Hmmmm....
I want to use my own "first post topic" to apologize.
I'm an obsessive perfectionist as i like to call myself and because of that i usually don't write much on forums. Speaking in real life is much easier for me then writing, because when i make a mistake in a conversation i am not able to correct myself in advance.
I have written many many posts in reaction to topics around here without posting it, simply because i didn't consider my own texts perfect enough. I am never happy about my own posts. Never!
There are many things i have to say and i think i sometimes have a tiny little bit to contribute now and then. When i feel strong and confident enough i press the "submit" button, but in most cases i write, write and write without ever pressing that button.
I'm reading this forum for a few years and this is the only place filled with people that are able to understand my thoughts about the world. For some weird reason nobody in the "real world" i know is able to even grasp the basics of peak oil and all other things that are discussed on this forum.
I'm actually saying this in the wrong way; nobody i know is able to grasp the basics of your ideas. This is because i didn't know about peak oil and many other problems in the world before visiting this forum.
The reason i'm writing this is at first to apologize for my future posts. I am not a smart person. Some say that i am, but i know i am not. Even the most irritating and unintelligent poster around here makes arguments i wouldn't even consider. I have learned many things by simply reading this forum. By reading very intelligent posts and even by reading very dumb posts.
Uhhh...
To repeat myself; i am not a smart person. I never finished any formal education and i do not understand math, physics, history, chemistry, biology and my knowledge of the English language is very limited. Whatever i know is "self-thought". That's the only thing i'm proud of; i am not influenced by anything, i am completely free in my mind and every single thought i have is made by me personally.
I'm probably writing more then you want to read, so i'm going to stop writing here. From now on i'm going to attempt to stop being a perfectionist and write a little bit more. This means that i'm going to write what i think. This also means that sometimes i sound like a dumb ass and on rare occasions i say something that's intelligent. Forgive me for that.
A few quotes from myself that i like to share:
"I read thousand posts, a hundred books and then i finally write one sentence without anyone knowing about it."
"I believe nothing, i know nothing and at the same time i believe everything and i know it all."
"When you're not able to explain something to a child you do not understand it."
"Nobody understand me! *whining* Because i don't explain myself."
Ugh...i hate writing! I'm afraid for that "submit" button.
Have fun!
Roach
As an obsessive perfectionist it is not unusual for me to spend an hour writing and re-writing a single sentence. When abandoning perfection i ask you to judge me on my ideas, not on my words.

************

* **TASKS**
1. According to the forum post, how long can the writer spend writing and re-writing a single sentence?
2. Copy the passage of the forum post starting with "I want to use" and going on through "own posts. Never!", word for word.

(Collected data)
************

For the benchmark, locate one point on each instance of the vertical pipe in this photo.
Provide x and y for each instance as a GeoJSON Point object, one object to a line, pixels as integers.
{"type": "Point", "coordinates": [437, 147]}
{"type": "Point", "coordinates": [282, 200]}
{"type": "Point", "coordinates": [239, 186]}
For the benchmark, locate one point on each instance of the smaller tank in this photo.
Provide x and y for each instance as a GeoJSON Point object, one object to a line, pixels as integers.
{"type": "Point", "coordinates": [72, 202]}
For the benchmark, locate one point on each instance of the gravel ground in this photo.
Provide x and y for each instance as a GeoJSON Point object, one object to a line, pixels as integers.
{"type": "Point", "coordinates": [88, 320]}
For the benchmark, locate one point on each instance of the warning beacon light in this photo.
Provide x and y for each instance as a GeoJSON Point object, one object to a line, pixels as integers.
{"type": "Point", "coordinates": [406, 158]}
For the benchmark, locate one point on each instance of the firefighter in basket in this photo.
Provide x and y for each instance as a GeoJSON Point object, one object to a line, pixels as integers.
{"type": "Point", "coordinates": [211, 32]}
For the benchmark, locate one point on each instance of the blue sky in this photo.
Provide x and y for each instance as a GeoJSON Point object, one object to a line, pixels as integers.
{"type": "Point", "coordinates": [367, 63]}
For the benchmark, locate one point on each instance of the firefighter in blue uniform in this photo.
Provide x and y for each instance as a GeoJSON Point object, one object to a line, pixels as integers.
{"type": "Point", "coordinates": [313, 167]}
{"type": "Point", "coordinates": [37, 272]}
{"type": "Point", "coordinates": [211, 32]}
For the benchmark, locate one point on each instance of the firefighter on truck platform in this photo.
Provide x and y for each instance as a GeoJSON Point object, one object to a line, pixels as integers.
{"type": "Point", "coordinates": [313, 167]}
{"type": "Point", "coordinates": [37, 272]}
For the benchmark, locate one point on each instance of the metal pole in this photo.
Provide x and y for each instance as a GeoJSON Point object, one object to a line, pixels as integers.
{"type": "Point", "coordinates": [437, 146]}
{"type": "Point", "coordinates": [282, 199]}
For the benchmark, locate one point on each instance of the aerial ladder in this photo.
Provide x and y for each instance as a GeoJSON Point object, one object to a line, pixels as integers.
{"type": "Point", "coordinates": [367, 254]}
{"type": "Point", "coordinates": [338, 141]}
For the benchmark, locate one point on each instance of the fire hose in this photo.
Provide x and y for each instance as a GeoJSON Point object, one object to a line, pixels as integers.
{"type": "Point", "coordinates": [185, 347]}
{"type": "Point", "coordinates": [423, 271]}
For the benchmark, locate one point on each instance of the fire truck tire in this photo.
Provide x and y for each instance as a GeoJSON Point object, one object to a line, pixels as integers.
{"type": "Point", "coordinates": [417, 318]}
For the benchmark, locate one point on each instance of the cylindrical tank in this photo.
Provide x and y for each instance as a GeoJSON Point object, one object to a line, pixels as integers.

************

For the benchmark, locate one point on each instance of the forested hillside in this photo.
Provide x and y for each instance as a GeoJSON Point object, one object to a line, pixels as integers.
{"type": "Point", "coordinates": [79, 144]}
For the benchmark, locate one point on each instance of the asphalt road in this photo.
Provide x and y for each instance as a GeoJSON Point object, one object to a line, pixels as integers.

************

* **TASK RESULTS**
1. An hour.

2.
I want to use my own "first post topic" to apologize.
I'm an obsessive perfectionist as i like to call myself and because of that i usually don't write much on forums. Speaking in real life is much easier for me then writing, because when i make a mistake in a conversation i am not able to correct myself in advance.
I have written many many posts in reaction to topics around here without posting it, simply because i didn't consider my own texts perfect enough. I am never happy about my own posts. Never!